What is required:
Revise the part of the thread on Mexican composers that opens with "I was wondering" and closes with "It is great.", replacing "cool" with "beautiful".

::: Article :::

# Does anyone listen to Mexican composers?



## Dany98 (Jun 24, 2015)

I was wondering if anyone listens to Mexican composers. I was about composers from my own nationality a couple months ago and found a bunch of cool music by them! Here are some of my favorite:


----------



## arpeggio (Oct 4, 2012)

Yes

I have performed the Moncayo _Huapango_. It is great.

Have you checked out Chavez?


----------



## KenOC (Mar 7, 2011)

Look for whatever you can from Enrico Chapela, who lives in Mexico City. He has some very interesting stuff, including his electric cello concerto "Magnetar" which created quite a stir in Los Angeles a couple of years ago. No recording, alas...


----------



## Guest (Jul 8, 2015)

I find *Arturo Fuentes* to be a pretty exciting composer. I have both his NEOS albums and his website claims that a KAIROS release is coming soon.


----------



## Heliogabo (Dec 29, 2014)

::: Extracted information :::

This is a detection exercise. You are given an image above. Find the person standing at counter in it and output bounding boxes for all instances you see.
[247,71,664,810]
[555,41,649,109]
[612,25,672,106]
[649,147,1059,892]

:::
::: Extracted information :::

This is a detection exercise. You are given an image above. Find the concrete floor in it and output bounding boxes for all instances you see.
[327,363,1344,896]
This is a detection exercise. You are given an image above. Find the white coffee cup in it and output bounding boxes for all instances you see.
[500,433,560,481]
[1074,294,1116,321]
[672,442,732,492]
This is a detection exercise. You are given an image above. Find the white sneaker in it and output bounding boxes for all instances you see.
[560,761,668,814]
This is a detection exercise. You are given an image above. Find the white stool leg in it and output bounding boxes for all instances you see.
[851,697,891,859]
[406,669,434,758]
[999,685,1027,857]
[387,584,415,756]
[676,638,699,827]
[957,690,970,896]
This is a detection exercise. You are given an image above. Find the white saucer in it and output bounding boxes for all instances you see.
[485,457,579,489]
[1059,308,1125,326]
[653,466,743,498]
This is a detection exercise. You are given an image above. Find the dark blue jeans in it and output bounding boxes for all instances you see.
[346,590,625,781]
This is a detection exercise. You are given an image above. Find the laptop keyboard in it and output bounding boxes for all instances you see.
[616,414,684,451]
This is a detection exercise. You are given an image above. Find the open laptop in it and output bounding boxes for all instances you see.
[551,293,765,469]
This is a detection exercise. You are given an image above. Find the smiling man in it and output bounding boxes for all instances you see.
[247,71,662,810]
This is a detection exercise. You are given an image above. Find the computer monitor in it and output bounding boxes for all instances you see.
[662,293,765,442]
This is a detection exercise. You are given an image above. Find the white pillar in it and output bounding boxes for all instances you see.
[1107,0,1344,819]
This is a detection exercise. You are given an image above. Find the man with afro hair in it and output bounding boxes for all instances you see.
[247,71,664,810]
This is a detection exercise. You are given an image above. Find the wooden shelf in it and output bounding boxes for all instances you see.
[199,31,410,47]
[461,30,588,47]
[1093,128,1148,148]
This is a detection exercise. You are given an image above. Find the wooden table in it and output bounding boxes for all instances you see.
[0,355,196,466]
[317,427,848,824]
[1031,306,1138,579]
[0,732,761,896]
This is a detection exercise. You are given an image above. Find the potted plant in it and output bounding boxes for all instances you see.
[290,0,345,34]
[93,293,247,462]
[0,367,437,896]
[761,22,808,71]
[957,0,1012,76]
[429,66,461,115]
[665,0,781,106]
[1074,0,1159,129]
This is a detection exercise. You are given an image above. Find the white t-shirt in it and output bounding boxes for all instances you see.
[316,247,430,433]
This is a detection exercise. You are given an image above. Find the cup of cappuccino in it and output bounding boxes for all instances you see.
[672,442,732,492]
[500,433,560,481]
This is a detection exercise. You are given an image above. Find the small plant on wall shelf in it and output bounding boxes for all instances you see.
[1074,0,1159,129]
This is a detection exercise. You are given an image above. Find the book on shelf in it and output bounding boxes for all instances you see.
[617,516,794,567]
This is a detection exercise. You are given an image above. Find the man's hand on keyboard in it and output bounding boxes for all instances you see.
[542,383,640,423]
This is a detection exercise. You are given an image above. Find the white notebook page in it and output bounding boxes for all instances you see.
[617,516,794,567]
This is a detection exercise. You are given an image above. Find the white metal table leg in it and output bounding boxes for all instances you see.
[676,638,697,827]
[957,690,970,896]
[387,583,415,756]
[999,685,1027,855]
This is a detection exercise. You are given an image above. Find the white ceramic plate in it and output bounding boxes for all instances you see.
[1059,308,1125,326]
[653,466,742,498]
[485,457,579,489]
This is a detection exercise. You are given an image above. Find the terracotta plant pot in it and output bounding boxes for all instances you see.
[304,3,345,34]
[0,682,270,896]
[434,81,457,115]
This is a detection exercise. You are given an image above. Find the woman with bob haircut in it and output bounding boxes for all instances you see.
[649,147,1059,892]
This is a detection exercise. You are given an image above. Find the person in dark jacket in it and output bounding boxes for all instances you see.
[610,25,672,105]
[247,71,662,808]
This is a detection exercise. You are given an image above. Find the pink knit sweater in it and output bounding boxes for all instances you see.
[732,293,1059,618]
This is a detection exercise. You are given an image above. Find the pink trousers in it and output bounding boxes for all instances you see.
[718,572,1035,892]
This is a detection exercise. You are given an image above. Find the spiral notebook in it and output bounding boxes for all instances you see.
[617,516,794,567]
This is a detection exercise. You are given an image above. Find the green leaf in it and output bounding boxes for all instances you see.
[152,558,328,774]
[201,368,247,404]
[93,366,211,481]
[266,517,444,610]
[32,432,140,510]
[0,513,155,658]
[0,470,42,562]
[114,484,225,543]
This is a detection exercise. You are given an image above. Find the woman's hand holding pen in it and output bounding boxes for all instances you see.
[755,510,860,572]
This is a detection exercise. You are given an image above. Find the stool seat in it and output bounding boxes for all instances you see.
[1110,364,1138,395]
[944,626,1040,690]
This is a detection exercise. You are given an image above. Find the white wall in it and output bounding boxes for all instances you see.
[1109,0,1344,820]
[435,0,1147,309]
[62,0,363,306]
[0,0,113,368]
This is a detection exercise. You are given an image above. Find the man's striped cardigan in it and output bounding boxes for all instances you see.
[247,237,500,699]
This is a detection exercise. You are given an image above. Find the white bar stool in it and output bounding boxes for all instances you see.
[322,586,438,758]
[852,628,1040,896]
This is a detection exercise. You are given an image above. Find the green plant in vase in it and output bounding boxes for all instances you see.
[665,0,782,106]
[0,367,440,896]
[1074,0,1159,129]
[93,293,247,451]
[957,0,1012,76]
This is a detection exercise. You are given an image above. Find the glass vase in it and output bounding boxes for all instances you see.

:::

Final result:
I was wondering if anyone listens to Mexican composers. I was about composers from my own nationality a couple months ago and found a bunch of beautiful music by them! Here are some of my favorite:


----------



## arpeggio (Oct 4, 2012)

Yes

I have performed the Moncayo _Huapango_. It is great.